PROBLEM SET:
1 - Repeat word for word the part of the thread on bleaching sycamore that opens with the words containing "I am making" and closes with "the way to go?".
2 - Pick up the thread on bleaching sycamore at its final sentence and write what comes next.

# Bleaching Sycamore



## AndyBoyd (7 Jan 2005)

I am making some cupboard doors from ripple sycamore (well luckily I discovered the ripple when dimensioning the waney boards), and they will be place in a narrow hallway that is a little dark, so the whiter they are the brighter the place will look and the further back they will seem - that's my wife's logic who is much better as these things than I am, so I listen and do likewise.

The question is how to make the sycamore whiter, bleach I guess?
But how do you do it?
A rag with domestic bleach and see how it goes, then a little more, then a little more till the white is just right, then wash it out with water?
Or do I need some industrial strength stuff - if so where does one procure such stuff etc etc

Or is lime waxing the way to go?

[Object pointing dataset records]
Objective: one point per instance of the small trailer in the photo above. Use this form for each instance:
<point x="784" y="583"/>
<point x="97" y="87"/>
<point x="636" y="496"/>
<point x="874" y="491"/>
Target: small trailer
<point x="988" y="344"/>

SOLVED PROBLEMS:
1 -
I am making some cupboard doors from ripple sycamore (well luckily I discovered the ripple when dimensioning the waney boards), and they will be place in a narrow hallway that is a little dark, so the whiter they are the brighter the place will look and the further back they will seem - that's my wife's logic who is much better as these things than I am, so I listen and do likewise.

The question is how to make the sycamore whiter, bleach I guess?
But how do you do it?
A rag with domestic bleach and see how it goes, then a little more, then a little more till the white is just right, then wash it out with water?
Or do I need some industrial strength stuff - if so where does one procure such stuff etc etc

Or is lime waxing the way to go?

2 -
Once again thanks in advance :wink:


----------



## jasonB (7 Jan 2005)

You could try this, not used it myself.

http://www.rustins.co.uk/WBleach.html

Jason


----------



## Cutting Crew (7 Jan 2005)

Hello Andy,

I use the Rustin's bleach a lot on wet turned sycamore, using colour in my work I like to start off with as white an item as possible.

Simple, easy to follow instructions on the packs, "works for me" as they say.

Regards....CC


----------



## AndyBoyd (9 Jan 2005)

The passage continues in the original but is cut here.